> [WORK TO COMPLETE]: Swap "expected shape" for "sample output" throughout the part that opens with the first line and closes with the line containing "[[1091, 661]]", and output only those lines with everything else unchanged.

> [LISTED ENTRIES]:
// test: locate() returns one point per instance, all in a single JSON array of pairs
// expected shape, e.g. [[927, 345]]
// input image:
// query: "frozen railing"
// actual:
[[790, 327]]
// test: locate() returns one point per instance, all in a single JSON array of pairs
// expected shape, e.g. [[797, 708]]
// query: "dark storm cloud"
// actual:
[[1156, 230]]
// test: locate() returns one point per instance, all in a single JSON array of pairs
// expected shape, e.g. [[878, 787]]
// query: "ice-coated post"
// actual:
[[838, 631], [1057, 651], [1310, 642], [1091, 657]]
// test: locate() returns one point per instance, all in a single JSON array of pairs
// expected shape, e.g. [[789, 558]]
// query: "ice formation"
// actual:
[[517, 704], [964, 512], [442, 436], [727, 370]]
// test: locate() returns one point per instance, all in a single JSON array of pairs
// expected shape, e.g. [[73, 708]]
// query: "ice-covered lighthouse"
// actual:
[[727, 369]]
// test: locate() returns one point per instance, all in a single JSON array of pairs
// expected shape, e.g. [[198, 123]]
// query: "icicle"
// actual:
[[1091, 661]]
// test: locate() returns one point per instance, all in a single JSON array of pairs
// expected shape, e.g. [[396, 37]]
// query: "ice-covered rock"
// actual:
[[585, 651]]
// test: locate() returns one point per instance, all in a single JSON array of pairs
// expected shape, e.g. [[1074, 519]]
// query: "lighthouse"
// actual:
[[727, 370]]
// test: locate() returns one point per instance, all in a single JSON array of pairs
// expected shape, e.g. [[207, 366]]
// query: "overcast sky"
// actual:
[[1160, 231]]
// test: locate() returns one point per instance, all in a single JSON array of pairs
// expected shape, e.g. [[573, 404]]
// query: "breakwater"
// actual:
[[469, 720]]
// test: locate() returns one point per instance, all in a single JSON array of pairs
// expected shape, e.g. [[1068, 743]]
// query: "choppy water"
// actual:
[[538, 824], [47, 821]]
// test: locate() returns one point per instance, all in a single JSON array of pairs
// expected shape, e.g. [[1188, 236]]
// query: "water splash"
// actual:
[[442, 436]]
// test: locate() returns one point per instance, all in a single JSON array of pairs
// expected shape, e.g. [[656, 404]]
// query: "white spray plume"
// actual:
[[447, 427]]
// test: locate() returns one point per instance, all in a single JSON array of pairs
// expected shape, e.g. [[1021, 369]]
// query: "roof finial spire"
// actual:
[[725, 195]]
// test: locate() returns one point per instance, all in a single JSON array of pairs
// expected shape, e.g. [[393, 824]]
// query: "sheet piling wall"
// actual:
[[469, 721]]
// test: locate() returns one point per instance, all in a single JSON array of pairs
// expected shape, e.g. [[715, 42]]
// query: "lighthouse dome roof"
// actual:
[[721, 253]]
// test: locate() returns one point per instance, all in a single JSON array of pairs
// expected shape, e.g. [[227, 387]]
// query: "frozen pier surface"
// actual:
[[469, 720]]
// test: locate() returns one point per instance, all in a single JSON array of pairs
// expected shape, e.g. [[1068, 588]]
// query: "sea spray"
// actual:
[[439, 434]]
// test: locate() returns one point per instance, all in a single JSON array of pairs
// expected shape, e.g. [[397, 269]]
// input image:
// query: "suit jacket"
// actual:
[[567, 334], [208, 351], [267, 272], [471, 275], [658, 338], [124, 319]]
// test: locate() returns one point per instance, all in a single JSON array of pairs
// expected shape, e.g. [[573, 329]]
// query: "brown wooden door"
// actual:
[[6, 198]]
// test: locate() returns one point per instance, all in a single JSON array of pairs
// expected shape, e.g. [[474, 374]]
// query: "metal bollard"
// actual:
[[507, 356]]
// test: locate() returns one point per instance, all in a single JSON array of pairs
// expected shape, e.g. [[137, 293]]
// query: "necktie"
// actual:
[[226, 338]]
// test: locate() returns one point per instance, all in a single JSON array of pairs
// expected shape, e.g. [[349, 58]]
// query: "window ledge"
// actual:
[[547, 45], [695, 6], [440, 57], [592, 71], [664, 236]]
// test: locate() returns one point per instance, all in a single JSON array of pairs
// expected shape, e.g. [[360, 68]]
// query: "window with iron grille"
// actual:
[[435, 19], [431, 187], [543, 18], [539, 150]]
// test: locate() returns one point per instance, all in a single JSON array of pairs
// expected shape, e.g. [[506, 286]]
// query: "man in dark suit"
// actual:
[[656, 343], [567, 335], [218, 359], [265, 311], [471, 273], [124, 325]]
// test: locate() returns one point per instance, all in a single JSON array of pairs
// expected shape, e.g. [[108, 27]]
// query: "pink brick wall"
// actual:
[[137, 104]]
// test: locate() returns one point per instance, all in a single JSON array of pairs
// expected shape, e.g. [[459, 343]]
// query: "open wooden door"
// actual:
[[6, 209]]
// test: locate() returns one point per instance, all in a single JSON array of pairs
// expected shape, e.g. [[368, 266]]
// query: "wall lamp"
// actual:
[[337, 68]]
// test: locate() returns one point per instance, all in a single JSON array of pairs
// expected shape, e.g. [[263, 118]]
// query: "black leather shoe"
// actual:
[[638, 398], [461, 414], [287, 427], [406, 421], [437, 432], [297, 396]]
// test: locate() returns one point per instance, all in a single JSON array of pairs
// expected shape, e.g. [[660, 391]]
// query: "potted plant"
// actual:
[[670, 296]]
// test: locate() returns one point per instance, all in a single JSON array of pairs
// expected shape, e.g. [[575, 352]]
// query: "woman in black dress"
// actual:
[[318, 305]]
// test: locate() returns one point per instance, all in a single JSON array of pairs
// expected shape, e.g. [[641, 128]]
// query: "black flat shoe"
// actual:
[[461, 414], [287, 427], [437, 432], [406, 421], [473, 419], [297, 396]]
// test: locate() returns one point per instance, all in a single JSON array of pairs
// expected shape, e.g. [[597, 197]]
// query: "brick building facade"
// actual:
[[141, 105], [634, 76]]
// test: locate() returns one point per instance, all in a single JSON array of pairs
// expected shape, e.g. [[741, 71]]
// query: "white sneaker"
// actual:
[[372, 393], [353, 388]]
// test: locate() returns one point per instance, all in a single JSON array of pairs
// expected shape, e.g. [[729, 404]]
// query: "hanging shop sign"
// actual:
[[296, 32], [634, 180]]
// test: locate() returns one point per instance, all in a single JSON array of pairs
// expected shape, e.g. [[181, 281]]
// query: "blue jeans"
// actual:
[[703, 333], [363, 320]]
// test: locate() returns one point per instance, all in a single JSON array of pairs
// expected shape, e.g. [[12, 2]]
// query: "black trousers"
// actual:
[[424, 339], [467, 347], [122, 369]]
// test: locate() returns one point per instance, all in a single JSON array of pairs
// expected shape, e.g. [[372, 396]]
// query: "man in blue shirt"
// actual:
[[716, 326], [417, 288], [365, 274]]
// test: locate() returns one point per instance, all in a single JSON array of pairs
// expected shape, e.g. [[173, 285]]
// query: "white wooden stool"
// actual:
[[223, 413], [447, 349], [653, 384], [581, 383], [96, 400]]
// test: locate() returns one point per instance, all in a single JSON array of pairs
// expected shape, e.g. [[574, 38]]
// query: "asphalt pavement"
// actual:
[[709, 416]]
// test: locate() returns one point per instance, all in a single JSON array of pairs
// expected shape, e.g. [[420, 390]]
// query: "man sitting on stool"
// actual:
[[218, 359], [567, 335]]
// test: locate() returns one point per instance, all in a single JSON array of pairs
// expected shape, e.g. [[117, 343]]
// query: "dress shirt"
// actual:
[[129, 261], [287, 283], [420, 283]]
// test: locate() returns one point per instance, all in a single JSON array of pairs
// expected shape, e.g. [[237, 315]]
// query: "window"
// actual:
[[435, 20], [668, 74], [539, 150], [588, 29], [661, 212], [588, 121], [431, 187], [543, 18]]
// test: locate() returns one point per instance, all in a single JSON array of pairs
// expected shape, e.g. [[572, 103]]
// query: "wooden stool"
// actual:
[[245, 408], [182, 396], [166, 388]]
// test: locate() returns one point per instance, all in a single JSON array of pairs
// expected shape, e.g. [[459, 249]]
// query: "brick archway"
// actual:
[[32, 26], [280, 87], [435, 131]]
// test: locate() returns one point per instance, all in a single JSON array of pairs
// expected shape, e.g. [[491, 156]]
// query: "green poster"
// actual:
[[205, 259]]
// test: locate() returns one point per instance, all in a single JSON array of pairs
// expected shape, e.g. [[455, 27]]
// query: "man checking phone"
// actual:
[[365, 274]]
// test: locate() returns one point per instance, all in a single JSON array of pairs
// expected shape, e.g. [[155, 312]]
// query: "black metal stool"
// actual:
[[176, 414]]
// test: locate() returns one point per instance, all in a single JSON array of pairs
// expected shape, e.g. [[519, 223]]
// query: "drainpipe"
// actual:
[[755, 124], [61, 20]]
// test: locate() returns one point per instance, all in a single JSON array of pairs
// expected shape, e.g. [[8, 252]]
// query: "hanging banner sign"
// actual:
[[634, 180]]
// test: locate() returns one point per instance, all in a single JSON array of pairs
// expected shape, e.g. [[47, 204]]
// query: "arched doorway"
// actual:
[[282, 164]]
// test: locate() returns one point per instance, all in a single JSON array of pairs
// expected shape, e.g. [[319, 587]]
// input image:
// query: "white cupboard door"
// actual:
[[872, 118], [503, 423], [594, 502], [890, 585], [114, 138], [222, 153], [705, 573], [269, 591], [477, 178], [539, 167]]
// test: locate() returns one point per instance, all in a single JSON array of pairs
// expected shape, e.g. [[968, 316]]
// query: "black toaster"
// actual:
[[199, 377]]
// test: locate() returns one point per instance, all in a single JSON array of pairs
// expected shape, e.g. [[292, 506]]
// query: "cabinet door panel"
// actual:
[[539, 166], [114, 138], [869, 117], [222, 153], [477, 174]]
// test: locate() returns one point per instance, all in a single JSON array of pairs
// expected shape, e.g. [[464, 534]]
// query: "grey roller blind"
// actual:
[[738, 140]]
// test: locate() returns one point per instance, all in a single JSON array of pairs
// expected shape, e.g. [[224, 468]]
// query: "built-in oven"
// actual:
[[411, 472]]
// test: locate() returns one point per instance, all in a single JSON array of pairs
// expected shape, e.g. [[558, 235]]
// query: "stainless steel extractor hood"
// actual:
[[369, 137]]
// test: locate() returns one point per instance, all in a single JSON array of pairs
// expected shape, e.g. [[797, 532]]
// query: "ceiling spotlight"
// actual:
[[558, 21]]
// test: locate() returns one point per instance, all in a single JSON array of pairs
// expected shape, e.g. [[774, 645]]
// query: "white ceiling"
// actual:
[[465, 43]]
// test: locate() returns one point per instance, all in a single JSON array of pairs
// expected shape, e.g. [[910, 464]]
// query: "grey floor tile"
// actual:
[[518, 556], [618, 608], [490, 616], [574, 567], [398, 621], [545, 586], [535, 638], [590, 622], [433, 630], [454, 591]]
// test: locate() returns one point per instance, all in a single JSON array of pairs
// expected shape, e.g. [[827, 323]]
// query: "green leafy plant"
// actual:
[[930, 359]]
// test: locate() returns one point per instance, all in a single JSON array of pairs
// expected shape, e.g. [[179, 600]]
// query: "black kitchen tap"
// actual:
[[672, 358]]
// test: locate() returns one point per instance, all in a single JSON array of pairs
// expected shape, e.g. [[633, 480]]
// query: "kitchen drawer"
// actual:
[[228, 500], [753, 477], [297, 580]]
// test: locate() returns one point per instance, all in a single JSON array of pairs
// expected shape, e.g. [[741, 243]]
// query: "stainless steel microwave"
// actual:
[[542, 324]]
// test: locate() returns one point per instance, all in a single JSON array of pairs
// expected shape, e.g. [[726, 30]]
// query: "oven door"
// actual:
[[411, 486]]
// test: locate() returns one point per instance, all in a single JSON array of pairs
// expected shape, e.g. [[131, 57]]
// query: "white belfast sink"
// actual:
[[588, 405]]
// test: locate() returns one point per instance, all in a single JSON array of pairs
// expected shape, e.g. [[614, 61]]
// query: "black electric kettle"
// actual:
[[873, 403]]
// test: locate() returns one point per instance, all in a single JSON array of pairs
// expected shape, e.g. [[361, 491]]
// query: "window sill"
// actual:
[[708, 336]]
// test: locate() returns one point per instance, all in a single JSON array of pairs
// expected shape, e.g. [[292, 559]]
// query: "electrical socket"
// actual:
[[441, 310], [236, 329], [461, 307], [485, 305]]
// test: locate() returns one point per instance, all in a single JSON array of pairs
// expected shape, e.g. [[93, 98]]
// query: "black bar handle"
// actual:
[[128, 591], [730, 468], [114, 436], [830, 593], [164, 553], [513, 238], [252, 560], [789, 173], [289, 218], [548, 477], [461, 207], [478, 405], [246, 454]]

> [WORKED SOLUTION]:
// test: locate() returns one point per instance, all in a single JSON array of pairs
// sample output, e.g. [[927, 345]]
// input image:
// query: "frozen railing"
// actual:
[[790, 327]]
// test: locate() returns one point per instance, all in a single JSON array of pairs
// sample output, e.g. [[797, 708]]
// query: "dark storm cloud"
// actual:
[[1156, 230]]
// test: locate() returns one point per instance, all in a single JSON array of pairs
// sample output, e.g. [[878, 787]]
// query: "ice-coated post"
// actual:
[[838, 631], [1057, 651], [1310, 642], [1091, 657]]
// test: locate() returns one point per instance, all in a single JSON array of pairs
// sample output, e.g. [[789, 558]]
// query: "ice formation"
// actual:
[[517, 704], [964, 512], [442, 436], [727, 370]]
// test: locate() returns one point per instance, all in a single JSON array of pairs
// sample output, e.g. [[73, 708]]
// query: "ice-covered lighthouse"
// actual:
[[727, 369]]
// test: locate() returns one point per instance, all in a single JSON array of pairs
// sample output, e.g. [[198, 123]]
// query: "icicle"
// actual:
[[1091, 661]]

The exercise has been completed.